-- EXERCISE OBJECTIVE --
Pick out each line in the entries below that contains the word "monument", and copy those lines. Case counts.

-- DATA LISTING --
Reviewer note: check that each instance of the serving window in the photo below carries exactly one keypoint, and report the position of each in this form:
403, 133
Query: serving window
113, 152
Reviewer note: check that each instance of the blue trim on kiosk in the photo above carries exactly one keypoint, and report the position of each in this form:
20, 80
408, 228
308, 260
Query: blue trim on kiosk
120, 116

---

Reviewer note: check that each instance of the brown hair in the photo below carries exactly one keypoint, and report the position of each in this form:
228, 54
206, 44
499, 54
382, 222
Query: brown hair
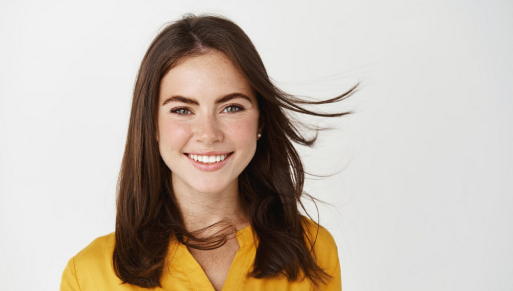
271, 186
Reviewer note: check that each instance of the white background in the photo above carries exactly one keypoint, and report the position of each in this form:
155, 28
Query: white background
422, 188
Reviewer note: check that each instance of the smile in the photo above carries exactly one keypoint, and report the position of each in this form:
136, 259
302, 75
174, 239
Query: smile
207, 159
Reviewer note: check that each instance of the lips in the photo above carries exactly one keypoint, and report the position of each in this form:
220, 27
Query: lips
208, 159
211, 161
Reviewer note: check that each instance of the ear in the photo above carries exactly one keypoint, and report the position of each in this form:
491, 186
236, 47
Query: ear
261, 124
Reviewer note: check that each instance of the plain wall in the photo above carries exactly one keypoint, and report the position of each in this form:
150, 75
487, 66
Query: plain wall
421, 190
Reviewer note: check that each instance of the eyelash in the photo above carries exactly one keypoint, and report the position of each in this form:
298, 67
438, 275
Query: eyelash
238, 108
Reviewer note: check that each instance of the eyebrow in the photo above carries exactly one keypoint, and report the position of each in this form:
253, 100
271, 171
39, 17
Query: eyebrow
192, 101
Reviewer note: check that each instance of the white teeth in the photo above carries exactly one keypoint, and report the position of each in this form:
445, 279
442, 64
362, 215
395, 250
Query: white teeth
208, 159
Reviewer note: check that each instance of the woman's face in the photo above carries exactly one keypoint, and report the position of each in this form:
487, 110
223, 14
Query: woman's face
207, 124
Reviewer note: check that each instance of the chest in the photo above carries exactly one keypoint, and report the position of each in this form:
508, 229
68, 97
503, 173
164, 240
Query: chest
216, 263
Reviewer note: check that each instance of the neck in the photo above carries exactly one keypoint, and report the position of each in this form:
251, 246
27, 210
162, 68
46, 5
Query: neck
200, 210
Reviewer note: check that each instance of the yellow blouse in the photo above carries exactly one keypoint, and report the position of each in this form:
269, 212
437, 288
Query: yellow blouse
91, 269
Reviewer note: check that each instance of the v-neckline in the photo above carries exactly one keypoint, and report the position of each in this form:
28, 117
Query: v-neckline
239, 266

==

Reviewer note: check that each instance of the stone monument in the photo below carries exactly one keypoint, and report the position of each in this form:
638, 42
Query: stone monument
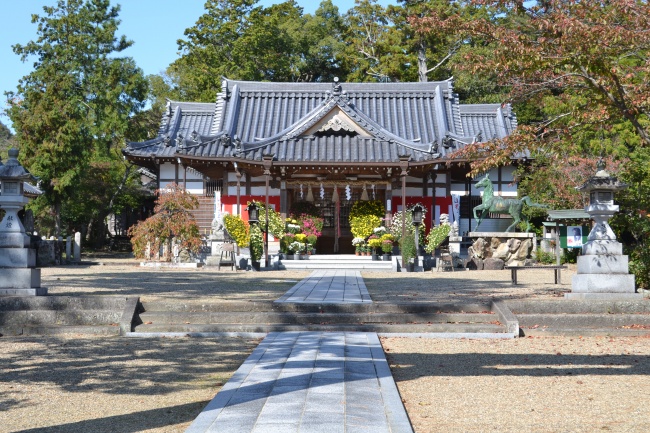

-- FINAL RESULT --
Reviewer note: check that each instance of the stone monument in the photo below carries exactly one keypoint, and report the position of each in this form:
Query: stone monument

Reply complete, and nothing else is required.